* _Aim of the task_: The answer should consist of every line in the material below that has the word "Return".

* _Exercise data_:
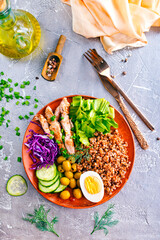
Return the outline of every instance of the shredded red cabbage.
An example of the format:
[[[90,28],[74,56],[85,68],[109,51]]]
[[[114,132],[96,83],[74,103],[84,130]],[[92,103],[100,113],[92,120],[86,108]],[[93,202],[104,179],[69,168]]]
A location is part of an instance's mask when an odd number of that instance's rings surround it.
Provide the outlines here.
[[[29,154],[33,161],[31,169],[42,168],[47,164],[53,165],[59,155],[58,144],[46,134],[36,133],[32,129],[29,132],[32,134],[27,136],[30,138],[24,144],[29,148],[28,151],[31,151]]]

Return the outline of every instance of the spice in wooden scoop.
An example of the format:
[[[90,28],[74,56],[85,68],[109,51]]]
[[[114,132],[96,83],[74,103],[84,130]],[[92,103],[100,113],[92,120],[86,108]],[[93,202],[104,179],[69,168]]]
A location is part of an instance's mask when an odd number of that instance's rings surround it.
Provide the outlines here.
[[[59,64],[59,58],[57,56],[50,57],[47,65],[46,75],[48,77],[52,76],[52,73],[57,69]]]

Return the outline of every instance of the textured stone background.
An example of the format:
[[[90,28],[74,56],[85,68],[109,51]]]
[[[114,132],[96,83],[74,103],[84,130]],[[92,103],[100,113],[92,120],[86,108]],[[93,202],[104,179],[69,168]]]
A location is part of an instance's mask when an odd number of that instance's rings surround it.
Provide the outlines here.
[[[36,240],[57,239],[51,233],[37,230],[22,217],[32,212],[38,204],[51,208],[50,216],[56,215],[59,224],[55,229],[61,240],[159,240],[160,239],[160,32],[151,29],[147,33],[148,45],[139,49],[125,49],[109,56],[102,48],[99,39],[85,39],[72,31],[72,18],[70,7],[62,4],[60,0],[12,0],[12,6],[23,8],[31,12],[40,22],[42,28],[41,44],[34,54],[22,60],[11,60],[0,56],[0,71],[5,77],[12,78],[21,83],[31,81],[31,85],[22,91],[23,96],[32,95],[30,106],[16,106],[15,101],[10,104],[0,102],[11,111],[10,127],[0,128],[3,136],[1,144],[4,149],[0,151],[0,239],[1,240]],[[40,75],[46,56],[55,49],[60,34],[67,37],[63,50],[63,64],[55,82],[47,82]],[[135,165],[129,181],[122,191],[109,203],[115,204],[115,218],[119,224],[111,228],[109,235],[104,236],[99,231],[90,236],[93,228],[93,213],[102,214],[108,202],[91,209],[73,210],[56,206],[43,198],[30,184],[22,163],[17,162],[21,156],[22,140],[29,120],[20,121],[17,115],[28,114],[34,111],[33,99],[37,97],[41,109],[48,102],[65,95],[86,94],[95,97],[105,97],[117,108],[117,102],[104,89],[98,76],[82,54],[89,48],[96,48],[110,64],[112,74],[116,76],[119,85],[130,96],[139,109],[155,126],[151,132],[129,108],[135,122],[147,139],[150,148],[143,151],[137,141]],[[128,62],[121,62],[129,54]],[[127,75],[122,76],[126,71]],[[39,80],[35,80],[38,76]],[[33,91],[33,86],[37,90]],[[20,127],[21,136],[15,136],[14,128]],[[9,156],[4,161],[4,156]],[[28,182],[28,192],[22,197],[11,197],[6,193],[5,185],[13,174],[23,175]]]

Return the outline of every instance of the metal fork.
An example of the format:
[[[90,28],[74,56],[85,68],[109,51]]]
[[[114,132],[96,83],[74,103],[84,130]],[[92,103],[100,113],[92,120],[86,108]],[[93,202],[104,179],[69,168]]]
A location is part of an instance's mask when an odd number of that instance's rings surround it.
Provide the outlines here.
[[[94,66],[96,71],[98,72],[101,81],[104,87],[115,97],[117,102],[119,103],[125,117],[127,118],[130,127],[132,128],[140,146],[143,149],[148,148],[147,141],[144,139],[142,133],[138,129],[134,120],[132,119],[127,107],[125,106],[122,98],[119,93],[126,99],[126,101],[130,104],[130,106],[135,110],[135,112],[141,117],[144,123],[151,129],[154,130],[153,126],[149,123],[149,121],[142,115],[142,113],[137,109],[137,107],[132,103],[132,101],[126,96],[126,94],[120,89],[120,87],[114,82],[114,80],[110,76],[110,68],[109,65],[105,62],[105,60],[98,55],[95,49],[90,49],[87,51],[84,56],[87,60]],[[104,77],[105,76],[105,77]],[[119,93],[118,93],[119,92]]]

* _Answer space_:
Return the outline of every instance of the shredded red cabbage.
Return the outline of every instance of the spice in wooden scoop.
Return the outline of every instance of the textured stone background.
Return the outline of every instance of the metal fork.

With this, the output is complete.